THE REQUEST:
Please copy the part of the listing below word for word, starting at the line that contains "Scouting pass: put a marker on the woman's eye, one" and ending at the line that contains "[(283, 252), (536, 305)]", with both of those lines included.

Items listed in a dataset
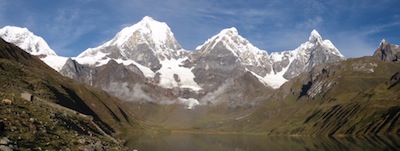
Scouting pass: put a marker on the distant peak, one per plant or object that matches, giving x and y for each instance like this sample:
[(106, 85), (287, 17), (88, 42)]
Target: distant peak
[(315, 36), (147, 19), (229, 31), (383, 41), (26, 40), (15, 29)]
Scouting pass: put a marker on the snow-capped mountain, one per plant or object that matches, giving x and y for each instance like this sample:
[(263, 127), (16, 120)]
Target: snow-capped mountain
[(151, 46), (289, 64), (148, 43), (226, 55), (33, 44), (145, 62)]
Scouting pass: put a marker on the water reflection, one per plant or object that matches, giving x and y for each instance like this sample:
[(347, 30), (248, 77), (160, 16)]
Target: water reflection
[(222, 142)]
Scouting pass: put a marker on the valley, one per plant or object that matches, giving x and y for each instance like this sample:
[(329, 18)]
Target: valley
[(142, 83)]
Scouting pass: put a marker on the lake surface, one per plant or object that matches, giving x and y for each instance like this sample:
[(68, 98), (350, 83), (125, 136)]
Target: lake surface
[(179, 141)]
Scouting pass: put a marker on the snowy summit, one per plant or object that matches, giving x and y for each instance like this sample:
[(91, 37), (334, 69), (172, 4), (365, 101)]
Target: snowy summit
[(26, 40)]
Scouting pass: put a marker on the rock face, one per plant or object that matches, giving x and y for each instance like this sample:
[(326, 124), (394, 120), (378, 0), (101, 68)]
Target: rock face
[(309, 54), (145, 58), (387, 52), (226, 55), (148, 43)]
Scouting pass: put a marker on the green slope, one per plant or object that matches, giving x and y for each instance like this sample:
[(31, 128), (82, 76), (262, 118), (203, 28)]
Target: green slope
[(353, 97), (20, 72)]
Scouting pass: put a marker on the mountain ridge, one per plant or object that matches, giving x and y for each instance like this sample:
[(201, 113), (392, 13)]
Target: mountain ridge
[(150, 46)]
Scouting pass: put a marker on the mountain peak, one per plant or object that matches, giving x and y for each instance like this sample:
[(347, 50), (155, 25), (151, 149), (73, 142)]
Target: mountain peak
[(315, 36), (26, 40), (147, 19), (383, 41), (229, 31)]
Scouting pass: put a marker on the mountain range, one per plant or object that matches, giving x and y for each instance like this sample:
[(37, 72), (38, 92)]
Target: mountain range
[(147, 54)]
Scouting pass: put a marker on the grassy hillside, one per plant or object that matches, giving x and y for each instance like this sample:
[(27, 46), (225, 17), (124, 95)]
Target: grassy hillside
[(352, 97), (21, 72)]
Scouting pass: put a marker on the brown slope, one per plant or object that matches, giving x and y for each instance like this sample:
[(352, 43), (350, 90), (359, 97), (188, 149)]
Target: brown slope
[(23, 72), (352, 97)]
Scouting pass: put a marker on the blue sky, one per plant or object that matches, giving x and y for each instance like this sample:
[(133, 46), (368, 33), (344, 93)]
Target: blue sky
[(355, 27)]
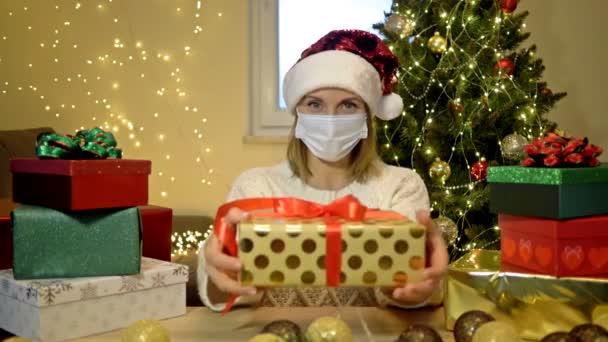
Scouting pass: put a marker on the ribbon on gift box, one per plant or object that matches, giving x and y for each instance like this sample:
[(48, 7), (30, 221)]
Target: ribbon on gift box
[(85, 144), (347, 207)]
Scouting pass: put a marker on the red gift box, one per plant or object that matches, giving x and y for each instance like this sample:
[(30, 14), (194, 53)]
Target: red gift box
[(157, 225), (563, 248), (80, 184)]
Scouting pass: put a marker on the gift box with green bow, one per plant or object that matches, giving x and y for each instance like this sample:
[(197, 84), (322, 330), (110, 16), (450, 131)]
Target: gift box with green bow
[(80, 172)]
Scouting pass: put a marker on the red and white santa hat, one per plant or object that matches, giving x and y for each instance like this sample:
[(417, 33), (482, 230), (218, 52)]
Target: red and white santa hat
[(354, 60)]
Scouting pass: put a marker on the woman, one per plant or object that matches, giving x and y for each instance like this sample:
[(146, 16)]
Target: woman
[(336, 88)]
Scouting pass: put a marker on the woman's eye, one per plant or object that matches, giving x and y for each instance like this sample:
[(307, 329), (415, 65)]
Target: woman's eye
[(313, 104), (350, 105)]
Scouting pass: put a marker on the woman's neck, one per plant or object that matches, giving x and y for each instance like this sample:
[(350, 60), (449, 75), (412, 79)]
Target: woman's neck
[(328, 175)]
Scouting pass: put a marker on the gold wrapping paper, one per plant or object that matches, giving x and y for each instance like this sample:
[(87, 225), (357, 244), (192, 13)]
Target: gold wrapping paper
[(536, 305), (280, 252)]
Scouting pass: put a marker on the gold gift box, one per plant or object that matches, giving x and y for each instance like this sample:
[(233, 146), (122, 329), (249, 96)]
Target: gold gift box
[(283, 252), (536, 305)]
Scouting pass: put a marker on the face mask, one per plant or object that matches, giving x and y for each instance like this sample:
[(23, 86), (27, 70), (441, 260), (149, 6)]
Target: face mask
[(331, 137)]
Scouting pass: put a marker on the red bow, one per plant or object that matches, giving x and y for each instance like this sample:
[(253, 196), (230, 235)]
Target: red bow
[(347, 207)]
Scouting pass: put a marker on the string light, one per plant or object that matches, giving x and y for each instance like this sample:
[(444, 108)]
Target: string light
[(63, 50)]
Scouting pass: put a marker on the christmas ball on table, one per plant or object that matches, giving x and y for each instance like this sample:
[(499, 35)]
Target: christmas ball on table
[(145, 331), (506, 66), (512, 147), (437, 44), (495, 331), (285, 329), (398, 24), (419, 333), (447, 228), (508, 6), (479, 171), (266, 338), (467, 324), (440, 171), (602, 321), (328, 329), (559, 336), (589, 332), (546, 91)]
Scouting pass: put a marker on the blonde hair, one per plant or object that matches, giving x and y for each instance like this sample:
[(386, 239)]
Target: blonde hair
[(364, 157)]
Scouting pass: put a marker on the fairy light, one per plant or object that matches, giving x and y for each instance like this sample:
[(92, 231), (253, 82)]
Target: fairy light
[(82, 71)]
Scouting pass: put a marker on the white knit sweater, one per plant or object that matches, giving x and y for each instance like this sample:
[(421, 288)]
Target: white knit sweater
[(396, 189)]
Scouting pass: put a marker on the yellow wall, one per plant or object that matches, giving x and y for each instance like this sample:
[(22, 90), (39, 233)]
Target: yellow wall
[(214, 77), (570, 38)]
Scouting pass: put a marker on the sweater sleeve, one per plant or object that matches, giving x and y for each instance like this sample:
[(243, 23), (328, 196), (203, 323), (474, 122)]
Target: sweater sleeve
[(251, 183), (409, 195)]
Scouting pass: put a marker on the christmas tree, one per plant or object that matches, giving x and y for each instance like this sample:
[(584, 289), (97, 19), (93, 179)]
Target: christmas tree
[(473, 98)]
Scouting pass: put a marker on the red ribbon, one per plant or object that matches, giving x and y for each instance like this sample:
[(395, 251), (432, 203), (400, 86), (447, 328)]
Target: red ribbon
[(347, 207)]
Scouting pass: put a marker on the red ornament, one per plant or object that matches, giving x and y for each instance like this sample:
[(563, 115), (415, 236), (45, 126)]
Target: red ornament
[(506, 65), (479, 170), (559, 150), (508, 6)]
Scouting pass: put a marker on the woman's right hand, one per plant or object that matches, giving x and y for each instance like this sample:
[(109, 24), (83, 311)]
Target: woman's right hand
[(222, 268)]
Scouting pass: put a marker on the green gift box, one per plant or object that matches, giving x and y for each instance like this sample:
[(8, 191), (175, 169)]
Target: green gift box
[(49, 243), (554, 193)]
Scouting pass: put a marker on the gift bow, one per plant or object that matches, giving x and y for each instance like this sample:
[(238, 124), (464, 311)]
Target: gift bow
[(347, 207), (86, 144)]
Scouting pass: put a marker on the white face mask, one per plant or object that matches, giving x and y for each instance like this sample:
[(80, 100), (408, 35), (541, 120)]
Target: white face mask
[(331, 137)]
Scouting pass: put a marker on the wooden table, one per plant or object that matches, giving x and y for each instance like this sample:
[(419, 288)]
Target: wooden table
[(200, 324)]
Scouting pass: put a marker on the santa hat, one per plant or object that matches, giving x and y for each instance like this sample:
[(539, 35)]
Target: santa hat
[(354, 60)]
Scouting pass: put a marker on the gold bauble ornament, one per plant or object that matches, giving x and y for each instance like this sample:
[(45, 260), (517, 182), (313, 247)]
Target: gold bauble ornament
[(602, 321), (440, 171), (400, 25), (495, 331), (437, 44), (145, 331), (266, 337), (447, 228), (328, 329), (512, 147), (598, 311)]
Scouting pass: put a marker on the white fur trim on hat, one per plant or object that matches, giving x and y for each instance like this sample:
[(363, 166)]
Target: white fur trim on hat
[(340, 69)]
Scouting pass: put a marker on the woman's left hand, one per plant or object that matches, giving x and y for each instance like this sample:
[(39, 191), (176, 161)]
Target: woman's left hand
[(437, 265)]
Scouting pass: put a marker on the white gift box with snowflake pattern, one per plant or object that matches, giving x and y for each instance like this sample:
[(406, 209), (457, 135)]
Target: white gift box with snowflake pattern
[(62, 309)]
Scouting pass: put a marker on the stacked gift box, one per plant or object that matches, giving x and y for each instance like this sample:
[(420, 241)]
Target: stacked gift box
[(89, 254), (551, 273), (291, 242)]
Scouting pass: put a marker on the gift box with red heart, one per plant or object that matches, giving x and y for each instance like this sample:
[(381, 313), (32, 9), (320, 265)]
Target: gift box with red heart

EXPECTED OUTPUT:
Scouting pass: put a marker on the woman's eye, one per plant or object that matches, giving x and y for each instance like this sample:
[(307, 329), (415, 65)]
Target: woman's eye
[(313, 104), (350, 105)]
Scouting pass: put a marker on the woman's neck, one per plant or object that matches, giving x and y for each instance like this sample:
[(350, 60), (449, 75), (412, 79)]
Target: woman's neck
[(328, 175)]
Scouting pass: put a marker on the gold wrapping paper, one per plant or object that matches, giving x and y for each instance like this sample:
[(87, 225), (357, 244), (192, 13)]
Target: gold wrapping paper
[(536, 305), (280, 252)]
Scouting pass: put a marker on the gold gift box, one per plant or object that matches, giving x and y for each instance like this sample:
[(233, 146), (122, 329), (249, 96)]
Target: gold gift box
[(283, 252), (536, 305)]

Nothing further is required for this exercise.